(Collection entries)
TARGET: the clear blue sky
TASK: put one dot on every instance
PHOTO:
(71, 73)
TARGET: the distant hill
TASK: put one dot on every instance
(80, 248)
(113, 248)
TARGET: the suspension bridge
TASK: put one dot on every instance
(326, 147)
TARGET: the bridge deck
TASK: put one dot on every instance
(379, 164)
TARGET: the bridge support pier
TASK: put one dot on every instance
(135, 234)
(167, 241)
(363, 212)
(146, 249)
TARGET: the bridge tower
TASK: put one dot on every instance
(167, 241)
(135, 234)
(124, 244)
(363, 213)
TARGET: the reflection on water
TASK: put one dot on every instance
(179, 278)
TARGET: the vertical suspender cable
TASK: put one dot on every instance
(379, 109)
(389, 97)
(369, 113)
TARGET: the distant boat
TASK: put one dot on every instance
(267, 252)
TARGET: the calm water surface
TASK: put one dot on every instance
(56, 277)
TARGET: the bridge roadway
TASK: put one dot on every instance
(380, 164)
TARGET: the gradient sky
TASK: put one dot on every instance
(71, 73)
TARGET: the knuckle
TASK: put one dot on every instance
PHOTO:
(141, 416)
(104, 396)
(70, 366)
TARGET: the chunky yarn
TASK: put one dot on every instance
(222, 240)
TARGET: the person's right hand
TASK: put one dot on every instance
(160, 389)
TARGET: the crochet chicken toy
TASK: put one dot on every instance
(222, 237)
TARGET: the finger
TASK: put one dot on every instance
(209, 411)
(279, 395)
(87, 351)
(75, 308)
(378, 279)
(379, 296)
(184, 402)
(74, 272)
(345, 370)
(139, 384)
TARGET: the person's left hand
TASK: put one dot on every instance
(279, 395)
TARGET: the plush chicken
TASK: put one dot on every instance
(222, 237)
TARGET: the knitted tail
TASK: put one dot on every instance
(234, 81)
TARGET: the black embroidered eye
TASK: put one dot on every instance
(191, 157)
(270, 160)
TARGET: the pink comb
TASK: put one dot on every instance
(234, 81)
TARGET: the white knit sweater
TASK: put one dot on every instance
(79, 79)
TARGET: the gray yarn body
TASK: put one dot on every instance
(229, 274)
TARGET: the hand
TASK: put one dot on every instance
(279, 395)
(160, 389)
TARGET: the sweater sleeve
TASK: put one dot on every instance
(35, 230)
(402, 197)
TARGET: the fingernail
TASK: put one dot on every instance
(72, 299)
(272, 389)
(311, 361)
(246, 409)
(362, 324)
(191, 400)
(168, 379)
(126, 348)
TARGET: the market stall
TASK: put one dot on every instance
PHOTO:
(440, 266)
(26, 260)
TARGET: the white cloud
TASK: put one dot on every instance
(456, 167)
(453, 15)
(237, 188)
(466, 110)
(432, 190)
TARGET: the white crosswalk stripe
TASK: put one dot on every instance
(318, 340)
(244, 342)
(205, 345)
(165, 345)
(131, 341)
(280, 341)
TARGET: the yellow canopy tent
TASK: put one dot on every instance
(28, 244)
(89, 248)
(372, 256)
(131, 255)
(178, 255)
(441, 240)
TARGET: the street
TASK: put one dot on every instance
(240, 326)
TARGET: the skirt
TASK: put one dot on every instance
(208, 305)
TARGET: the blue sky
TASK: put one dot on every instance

### Aim of the exercise
Could you copy out the data in full, exactly as it is written?

### Response area
TARGET: the clear blue sky
TASK: put one dot on every instance
PHOTO:
(71, 73)
TARGET: the distant hill
TASK: put one dot on every instance
(80, 248)
(113, 248)
TARGET: the suspension bridge
TASK: put one dot on every instance
(326, 147)
TARGET: the bridge deck
TASK: put one dot on every instance
(379, 164)
TARGET: the bridge support pier
TASK: put one dot on every instance
(135, 234)
(167, 241)
(363, 212)
(146, 249)
TARGET: the bridge tower
TASK: put one dot on every instance
(167, 241)
(135, 234)
(124, 244)
(363, 213)
TARGET: the reflection on water
TASK: put one dot on every instance
(179, 278)
TARGET: the vertical suspender cable
TASK: put one dot on every instance
(379, 109)
(389, 97)
(369, 113)
TARGET: the distant boat
TASK: put one dot on every instance
(267, 252)
TARGET: the calm water surface
TASK: put one dot on every instance
(56, 277)
TARGET: the bridge roadway
TASK: put one dot on every instance
(380, 164)
TARGET: the gradient sky
TASK: put one dot on every instance
(71, 73)
TARGET: the knuckle
TASK: put one dot on every instance
PHOTO:
(141, 416)
(104, 396)
(70, 366)
TARGET: the chunky yarn
TASK: put one dot on every instance
(222, 240)
TARGET: the person's right hand
TASK: put one dot on every instance
(160, 389)
TARGET: the crochet chicken toy
TASK: put one dot on every instance
(222, 237)
TARGET: the finger
TASK: put one dot on every instance
(209, 411)
(279, 395)
(87, 351)
(75, 308)
(378, 279)
(379, 296)
(184, 402)
(74, 272)
(345, 370)
(139, 384)
TARGET: the person's left hand
TASK: put one dot on every instance
(279, 395)
TARGET: the plush chicken
TASK: put one dot on every instance
(222, 237)
TARGET: the knitted tail
TASK: put one dot on every instance
(234, 81)
TARGET: the black embroidered eye
TASK: put one dot on every instance
(191, 157)
(270, 160)
TARGET: the pink comb
TASK: put one dot on every instance
(234, 81)
TARGET: the white knit sweater
TASK: put one dot on every instance
(79, 79)
TARGET: the gray yarn body
TASK: put one dot on every instance
(229, 274)
TARGET: the hand
TASK: put one dot on every instance
(279, 395)
(160, 389)
TARGET: the sweater sleeve
TASK: put one dot on every instance
(35, 230)
(402, 197)
TARGET: the fingernail
TASK: put one dot on every instance
(72, 299)
(272, 389)
(311, 361)
(246, 409)
(362, 324)
(191, 400)
(168, 379)
(126, 348)
TARGET: the market stall
TASK: put one dot on every instance
PHOTO:
(440, 266)
(26, 260)
TARGET: the white cloud
TASK: put one dot on every instance
(456, 167)
(453, 15)
(237, 188)
(466, 110)
(432, 190)
TARGET: the white crosswalk stripe
TASK: put one dot on every instance
(318, 340)
(244, 342)
(205, 345)
(165, 345)
(131, 341)
(280, 341)
TARGET: the yellow canopy tent
TASK: put one dot on every instance
(28, 244)
(89, 248)
(372, 256)
(131, 255)
(178, 255)
(441, 240)
TARGET: the street
TASK: put one dot on every instance
(240, 326)
TARGET: the skirt
TASK: put one dot on every instance
(208, 305)
TARGET: the blue sky
TASK: put one dot on every instance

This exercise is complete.